**What you will do**
In the Psalm 137 passage, where did the speakers hang up their lyres?

**Excerpted passage**
1 By the waters of Babylon,
there we sat down and wept,
when we remembered Zion.
2 On the willows there
we hung up our lyres.
3 For there our captors
required of us songs,
and our tormentors, mirth, saying,
“Sing us one of the songs of Zion!”
4 How shall we sing the LORD’s song
in a foreign land?
5 If I forget you, O Jerusalem,
let my right hand forget its skill!
6 Let my tongue stick to the roof of my mouth,
if I do not remember you,
if I do not set Jerusalem
above my highest joy!
7 Remember, O LORD, against the Edomites
the day of Jerusalem,
how they said, “Lay it bare, lay it bare,
down to its foundations!”
8 O daughter of Babylon, doomed to be destroyed,
blessed shall he be who repays you
with what you have done to us!
9 Blessed shall he be who takes your little ones
and dashes them against the rock!
Psalm 137, ESV
As I’ve written recently, “The Psalms keep us honest, legitimizing and giving voice to a whole range of human emotions.” But verse nine above certainly takes the cake.

**Stored data**
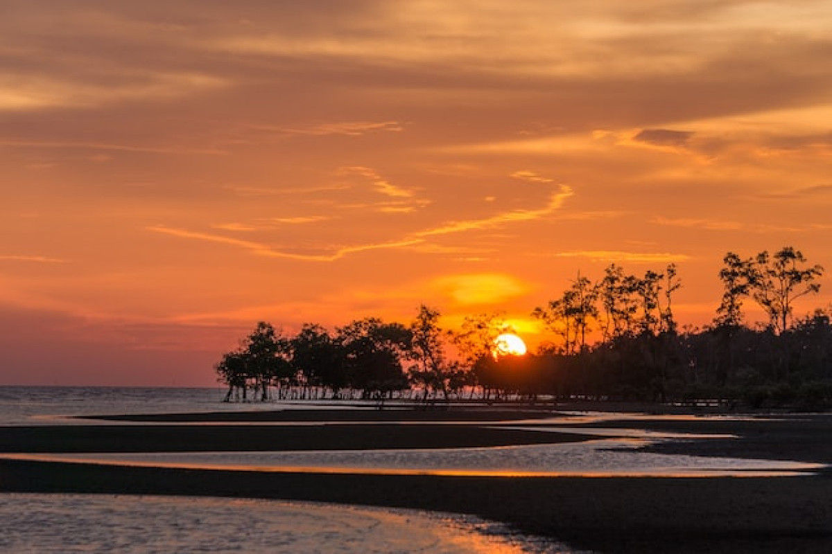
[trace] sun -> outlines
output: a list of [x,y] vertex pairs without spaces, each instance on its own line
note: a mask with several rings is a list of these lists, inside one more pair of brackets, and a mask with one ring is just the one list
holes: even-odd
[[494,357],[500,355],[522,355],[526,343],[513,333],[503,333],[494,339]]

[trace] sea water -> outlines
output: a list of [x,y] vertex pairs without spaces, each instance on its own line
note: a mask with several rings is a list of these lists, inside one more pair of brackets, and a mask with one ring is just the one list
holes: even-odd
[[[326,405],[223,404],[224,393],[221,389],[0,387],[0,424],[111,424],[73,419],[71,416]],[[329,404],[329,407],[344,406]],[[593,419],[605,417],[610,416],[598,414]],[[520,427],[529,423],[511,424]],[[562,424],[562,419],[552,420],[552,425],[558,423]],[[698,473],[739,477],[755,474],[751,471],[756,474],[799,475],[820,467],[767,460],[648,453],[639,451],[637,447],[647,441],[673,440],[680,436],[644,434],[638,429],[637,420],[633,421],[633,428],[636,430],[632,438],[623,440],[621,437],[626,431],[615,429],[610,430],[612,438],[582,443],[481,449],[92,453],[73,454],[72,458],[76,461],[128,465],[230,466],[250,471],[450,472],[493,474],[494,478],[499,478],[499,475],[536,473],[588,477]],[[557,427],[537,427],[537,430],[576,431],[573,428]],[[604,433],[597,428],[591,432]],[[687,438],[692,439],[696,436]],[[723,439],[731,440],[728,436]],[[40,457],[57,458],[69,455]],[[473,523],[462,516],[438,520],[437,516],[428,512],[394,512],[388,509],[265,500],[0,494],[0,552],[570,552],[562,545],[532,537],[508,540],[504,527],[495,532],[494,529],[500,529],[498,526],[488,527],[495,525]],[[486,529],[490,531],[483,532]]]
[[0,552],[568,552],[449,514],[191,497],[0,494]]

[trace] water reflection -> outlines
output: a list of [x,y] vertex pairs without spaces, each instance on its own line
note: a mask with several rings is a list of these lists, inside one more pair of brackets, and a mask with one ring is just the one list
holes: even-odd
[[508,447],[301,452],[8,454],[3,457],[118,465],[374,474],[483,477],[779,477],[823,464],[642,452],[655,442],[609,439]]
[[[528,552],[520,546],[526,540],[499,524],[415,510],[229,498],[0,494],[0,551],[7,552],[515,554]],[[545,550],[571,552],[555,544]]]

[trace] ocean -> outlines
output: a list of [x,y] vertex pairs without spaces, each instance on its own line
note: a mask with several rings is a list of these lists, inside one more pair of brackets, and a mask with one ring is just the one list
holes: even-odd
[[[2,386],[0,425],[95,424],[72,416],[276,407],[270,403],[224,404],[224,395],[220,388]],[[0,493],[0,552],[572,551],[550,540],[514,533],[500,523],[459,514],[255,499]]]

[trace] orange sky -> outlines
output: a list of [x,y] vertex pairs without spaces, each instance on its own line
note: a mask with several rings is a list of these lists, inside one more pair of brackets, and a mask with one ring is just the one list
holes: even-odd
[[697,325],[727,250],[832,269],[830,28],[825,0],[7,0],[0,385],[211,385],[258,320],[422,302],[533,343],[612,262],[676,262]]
---
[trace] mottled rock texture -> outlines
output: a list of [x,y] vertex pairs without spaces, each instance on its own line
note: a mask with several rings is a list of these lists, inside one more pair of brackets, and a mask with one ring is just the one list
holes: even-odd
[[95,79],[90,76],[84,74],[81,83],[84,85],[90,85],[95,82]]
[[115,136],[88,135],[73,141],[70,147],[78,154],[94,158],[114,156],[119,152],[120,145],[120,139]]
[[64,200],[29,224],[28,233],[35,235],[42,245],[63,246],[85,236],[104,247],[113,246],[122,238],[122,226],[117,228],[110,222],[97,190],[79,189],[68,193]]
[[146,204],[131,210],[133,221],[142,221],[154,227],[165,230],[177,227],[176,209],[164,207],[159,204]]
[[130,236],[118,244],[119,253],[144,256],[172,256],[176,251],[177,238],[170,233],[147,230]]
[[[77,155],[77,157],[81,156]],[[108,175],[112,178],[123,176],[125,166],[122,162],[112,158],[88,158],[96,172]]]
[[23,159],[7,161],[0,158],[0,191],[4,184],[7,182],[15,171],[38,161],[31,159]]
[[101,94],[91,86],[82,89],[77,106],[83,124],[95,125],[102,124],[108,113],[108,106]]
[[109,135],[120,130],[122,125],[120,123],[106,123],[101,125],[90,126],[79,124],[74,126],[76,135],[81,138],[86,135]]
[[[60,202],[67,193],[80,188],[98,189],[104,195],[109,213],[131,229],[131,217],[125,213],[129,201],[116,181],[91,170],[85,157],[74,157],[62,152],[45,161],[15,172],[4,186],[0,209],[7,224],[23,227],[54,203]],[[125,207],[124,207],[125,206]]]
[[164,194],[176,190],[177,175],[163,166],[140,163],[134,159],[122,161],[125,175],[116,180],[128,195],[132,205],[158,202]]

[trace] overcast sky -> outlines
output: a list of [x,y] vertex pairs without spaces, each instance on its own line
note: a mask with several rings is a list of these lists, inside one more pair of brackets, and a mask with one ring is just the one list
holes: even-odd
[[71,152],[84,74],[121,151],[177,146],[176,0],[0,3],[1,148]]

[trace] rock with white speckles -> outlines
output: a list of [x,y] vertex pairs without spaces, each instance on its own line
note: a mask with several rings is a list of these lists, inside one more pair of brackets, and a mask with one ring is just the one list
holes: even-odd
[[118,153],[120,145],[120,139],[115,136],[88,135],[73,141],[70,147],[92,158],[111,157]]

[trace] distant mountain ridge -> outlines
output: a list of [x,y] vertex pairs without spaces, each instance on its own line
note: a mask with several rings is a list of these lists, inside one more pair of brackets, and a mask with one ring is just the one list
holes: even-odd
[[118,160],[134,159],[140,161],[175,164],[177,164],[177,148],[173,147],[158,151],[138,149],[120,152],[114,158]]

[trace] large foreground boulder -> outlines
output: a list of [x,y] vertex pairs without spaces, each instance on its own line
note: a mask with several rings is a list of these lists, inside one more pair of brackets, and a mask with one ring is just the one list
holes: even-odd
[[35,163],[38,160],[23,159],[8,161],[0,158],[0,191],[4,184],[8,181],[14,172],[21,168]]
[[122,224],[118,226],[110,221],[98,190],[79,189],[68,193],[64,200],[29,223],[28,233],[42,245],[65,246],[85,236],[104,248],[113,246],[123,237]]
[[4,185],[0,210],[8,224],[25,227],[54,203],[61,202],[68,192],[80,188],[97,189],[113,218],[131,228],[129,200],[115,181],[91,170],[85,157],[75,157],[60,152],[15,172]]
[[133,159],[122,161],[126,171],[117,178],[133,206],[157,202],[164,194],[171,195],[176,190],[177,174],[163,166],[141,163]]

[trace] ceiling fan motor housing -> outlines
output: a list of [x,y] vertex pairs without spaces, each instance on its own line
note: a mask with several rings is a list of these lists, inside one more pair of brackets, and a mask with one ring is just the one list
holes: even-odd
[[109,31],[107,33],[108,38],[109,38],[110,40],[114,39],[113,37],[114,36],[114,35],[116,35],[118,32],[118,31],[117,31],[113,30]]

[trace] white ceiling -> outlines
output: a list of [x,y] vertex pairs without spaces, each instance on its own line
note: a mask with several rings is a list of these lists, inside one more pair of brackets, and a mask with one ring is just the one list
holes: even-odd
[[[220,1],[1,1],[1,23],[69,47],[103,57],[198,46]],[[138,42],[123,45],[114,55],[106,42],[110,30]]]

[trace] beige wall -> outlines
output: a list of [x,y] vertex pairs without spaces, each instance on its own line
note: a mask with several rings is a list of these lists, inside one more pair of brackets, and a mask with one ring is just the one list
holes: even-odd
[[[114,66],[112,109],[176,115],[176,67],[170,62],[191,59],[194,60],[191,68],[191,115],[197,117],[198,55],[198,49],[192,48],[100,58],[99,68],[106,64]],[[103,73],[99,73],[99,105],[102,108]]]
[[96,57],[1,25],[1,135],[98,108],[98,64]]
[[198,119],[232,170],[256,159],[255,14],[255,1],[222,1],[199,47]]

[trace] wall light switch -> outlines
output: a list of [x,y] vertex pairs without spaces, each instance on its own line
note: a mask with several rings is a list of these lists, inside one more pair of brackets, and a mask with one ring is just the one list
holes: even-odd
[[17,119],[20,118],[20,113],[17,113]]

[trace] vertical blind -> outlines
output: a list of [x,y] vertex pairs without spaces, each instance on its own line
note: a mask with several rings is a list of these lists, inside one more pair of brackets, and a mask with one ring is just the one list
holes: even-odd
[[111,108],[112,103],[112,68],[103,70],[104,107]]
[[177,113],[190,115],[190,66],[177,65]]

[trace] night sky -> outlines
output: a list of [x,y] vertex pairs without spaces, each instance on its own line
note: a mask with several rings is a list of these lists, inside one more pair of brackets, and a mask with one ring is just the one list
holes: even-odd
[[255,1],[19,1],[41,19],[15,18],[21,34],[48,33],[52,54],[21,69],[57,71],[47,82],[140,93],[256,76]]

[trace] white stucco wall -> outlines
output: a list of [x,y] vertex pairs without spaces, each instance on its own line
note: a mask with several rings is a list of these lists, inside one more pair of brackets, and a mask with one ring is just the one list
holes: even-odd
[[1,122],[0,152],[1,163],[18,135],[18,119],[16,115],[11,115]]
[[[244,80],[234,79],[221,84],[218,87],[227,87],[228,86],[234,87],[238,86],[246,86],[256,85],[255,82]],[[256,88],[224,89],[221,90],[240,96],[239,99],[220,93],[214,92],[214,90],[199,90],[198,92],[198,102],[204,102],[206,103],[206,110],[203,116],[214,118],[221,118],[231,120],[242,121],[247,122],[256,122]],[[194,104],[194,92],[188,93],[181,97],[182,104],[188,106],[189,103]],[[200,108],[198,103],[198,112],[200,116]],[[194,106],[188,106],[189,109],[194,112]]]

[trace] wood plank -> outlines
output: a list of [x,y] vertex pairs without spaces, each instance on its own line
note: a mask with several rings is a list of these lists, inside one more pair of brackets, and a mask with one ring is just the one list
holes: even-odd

**Response to the task**
On the willows there, by the waters of Babylon.